*** Block opens ***

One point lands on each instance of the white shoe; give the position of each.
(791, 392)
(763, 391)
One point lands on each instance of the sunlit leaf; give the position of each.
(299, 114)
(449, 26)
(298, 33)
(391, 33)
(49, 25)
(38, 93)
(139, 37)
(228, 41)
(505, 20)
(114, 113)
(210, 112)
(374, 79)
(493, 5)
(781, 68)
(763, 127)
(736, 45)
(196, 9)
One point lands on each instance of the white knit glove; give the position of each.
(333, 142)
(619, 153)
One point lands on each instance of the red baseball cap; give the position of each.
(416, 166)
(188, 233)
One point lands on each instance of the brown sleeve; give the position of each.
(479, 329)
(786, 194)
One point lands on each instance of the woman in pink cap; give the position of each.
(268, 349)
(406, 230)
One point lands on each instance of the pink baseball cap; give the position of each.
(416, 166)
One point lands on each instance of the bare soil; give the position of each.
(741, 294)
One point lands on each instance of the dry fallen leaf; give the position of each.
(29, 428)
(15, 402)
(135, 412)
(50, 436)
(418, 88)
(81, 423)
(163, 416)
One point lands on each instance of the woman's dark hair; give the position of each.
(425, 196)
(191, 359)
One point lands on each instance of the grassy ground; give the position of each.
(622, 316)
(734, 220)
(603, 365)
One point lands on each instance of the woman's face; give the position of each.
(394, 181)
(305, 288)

*** Block closes ***

> [What to produce] Reproduce the data. Match each line exactly.

> [Exercise response]
One point lands on each instance of the white shoe; give the position of each.
(791, 392)
(763, 391)
One point lands on each instance of the sunlit leaf; give the position of each.
(299, 114)
(449, 26)
(298, 33)
(391, 33)
(49, 25)
(38, 93)
(139, 37)
(228, 41)
(505, 20)
(114, 113)
(210, 112)
(374, 79)
(493, 5)
(781, 68)
(763, 127)
(736, 45)
(196, 9)
One point lands on each instance of the white knit glove; give the position of each.
(333, 142)
(619, 153)
One point lands on each instance of the red baseball cap; give the position of each.
(416, 166)
(188, 233)
One point lands on each instance of the brown sleeve; give the position of each.
(479, 329)
(786, 194)
One point lands on each instance of the woman in pink cap; give the position of each.
(268, 349)
(406, 230)
One point lands on each instance of the pink baseball cap; give the position of each.
(416, 166)
One point lands on each instance of the bare soil; give the position of each.
(741, 294)
One point lands on each instance of the dry fallen leaf; give the position of each.
(29, 428)
(15, 402)
(135, 412)
(50, 436)
(418, 88)
(81, 423)
(163, 416)
One point lands on each instance of the woman's dark hair; give the position of each.
(425, 196)
(191, 359)
One point lands on each instance of the grassy ground; give the position of each.
(622, 316)
(734, 220)
(603, 365)
One point lands on each instance of the woman's face; give the position of each.
(394, 181)
(305, 288)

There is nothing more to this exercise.